DOCUMENT EXTRACT =
···

Personal information
- Full name: Alan Shehady Fallah
- Born: 11 March 1959 (age 66) Bankstown, New South Wales, Australia

Playing information
- Position: Hooker
Club
| Years | Team | Pld | T | G | FG | P |
| 1984–90 | Western Suburbs | 113 | 14 | 0 | 0 | 56 |
| 1992–93 | Blackpool Gladiators | 12 | 2 | 0 | 0 | 0 |
|  | Total | 125 | 16 | 0 | 0 | 56 |
Representative
| Years | Team | Pld | T | G | FG | P |
| 1981 | Country Firsts | 1 | 0 | 0 | 0 | 0 |
- Source:

= Allan Fallah =

Australian rugby league footballer

Alan Fallah (born 11 March 1959) is an Australian former professional rugby league footballer who played in the 1980s and 1990s for the Western Suburbs Magpies and was also an NRL touch judge.

==Background==
Fallah was born in Bankstown, New South Wales, Australia.

==Club career==
A Canterbury junior who played for St George Dragons, Bass Hill RSL, then Chester Hill Hornets from the age of 11, Fallah played grade with the Canterbury Bankstown Bulldogs while still in high school. He studied at the University of Wollongong and played three seasons with the Corrimal Cougars and represented the Illawarra divisional team and NSW Country. He then captain-coached the Oberon Tigers for two seasons, also representing Group 10, Western Division and again NSW Country. Fallah came to attention representing Illawarra in the country rugby league championship 1981. He went on to represent Country Firsts later that year.

Fallah joined the Western Suburbs Magpies in 1984, but badly injured his knee in his second game in reserves. He made his first grade debut towards the end of the season, playing in 6 games, but broke his arm in the second last match. From 1985 to 1990, he was the regular starting hooker for the club. He scored his first try in round 2 of 1985 against Manly, and scored a double in round 23 against Souths. He was first grade captain in 12 games and scored 14 tries for Wests.

The mid-to-late eighties were an unsuccessful period for the Magpies, but Fallah often gained attention for his performances. He was described as, "one of the best number 12s in the game." Coach Ken Gentle said of him, "You can have your Benny Elias. I wouldn't swap Allan for any other hooker in Sydney." Fallah was later named as the hooker in the Magpies' Team of the Eighties.

Fallah retired in 1993 after playing for the Blackpool Gladiators in the UK.

==Refereeing==
After his retirement as a player, Fallah became a NRL referee/touch judge. He officiated in 87 NRL games, 3 State of Origins and two internationals. He was involved in two incidents that gained press attention. In the first, where Fallah was a touch judge, coach Chris Anderson described referee Rod Lawrence's performance as, "fucking disgraceful," when he encountered the officials at half-time of a match. In the second, there was confusion over whether a conversion should have been awarded when one touch judge raised a flag and another did not.

==Retirement==
Fallah remained involved in rugby league after his retirement. He is on the board of Wests Football Club. He also coached at the Gymea Technology High School where he taught, as well as Endeavour Sports High School and Sylvania High School. He represented NSW and Australia in Oztag at Masters level, alongside former teammate Trevor Cogger.

==Current==
Allan Fallah currently teaches physical education at Endeavour Sports High School and Sylvania High School in Sydney, New South Wales. He is a committee member of Wests old boys and on the Wests Football club board of directors.

···

MATERIAL PROVIDED =
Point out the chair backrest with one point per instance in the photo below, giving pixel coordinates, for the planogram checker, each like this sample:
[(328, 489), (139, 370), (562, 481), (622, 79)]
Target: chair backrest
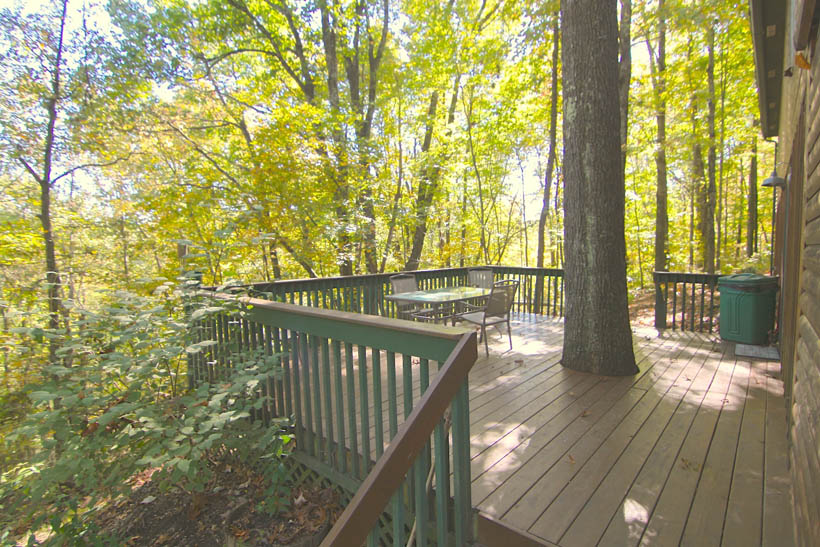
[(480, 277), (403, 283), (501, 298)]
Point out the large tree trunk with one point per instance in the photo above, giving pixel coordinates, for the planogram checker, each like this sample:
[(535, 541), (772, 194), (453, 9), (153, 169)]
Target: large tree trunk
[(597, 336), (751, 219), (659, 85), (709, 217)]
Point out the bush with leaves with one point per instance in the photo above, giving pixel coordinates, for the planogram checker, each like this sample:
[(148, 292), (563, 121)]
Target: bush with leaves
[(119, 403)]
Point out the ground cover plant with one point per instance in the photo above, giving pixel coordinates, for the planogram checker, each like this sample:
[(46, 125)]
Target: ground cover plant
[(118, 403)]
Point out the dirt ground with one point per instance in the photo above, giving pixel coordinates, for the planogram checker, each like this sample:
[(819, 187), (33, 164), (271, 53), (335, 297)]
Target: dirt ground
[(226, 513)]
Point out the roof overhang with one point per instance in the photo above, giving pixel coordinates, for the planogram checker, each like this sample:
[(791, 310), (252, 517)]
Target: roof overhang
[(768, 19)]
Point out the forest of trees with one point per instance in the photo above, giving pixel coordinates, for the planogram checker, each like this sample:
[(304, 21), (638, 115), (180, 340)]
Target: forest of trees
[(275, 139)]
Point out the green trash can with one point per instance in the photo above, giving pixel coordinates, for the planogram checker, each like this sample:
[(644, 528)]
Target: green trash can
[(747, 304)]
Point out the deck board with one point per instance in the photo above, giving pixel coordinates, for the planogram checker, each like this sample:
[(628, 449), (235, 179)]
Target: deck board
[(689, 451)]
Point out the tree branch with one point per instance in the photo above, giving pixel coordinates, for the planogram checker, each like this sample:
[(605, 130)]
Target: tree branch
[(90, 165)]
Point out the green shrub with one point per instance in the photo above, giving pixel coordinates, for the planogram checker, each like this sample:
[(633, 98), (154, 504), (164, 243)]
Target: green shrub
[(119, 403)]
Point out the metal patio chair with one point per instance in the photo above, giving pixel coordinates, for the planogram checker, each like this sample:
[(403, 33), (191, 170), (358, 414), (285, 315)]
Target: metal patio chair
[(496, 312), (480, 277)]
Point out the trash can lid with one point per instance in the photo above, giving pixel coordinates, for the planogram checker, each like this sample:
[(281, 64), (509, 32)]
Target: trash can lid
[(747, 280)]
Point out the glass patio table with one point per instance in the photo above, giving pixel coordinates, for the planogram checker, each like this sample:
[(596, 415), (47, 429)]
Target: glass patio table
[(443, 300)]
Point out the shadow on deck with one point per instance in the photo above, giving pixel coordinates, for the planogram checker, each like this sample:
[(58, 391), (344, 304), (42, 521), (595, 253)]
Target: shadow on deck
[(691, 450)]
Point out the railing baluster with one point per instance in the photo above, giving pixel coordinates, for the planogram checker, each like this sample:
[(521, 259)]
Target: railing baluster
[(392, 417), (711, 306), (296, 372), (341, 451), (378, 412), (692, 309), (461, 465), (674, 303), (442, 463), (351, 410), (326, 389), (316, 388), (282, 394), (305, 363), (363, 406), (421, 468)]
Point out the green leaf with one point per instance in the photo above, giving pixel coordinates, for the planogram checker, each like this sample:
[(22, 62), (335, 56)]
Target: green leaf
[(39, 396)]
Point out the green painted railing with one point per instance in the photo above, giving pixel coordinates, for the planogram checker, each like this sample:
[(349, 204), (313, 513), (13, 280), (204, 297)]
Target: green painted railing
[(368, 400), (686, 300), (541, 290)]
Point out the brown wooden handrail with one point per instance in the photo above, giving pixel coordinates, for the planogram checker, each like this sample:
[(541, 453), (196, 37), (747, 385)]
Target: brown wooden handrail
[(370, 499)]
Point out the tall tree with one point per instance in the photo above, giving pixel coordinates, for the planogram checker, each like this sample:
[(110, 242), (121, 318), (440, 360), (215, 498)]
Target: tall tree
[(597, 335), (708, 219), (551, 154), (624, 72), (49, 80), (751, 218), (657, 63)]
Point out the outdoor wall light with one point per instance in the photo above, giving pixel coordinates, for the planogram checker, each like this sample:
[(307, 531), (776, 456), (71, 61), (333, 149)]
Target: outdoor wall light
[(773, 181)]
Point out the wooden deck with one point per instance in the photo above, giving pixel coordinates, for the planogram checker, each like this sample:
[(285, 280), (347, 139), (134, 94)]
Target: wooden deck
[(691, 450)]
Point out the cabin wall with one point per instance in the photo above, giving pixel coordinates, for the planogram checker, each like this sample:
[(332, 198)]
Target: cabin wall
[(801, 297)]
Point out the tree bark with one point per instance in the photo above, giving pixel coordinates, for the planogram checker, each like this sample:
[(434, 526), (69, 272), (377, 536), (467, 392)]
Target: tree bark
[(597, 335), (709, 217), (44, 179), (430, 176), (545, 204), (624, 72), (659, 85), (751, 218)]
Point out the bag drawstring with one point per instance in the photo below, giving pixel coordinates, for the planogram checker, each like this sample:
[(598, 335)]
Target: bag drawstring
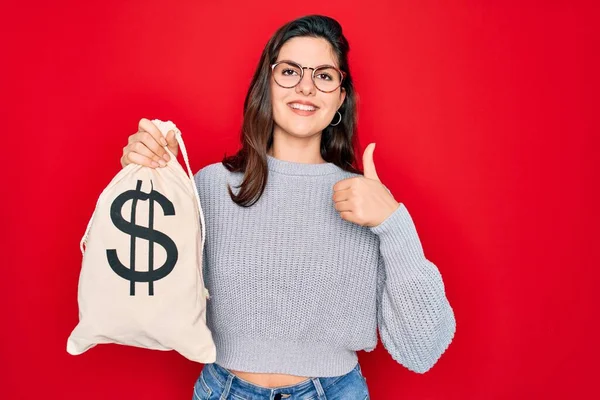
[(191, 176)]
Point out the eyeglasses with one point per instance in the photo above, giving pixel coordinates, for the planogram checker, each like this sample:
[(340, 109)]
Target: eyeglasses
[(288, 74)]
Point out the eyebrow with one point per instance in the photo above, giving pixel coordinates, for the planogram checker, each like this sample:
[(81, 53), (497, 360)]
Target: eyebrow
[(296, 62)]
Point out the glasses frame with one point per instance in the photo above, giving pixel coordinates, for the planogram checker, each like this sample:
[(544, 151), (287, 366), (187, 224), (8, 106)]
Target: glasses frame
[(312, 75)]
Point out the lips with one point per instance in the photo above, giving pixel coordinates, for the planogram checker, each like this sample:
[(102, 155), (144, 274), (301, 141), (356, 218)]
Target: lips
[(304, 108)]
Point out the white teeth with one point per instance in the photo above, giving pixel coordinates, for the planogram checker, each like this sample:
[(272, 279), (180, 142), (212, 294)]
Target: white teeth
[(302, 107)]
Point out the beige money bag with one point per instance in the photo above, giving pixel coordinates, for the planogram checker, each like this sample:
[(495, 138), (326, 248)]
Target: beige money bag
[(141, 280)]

···

PROBLEM =
Answer these from the rugby league biography:
(a) For which club did Fallah play before retiring in 1993?
(b) How many NRL games did he officiate?
(c) Which former teammate represented NSW and Australia in Oztag at Masters level alongside him?

TASK RESPONSE =
(a) The Blackpool Gladiators
(b) 87
(c) Trevor Cogger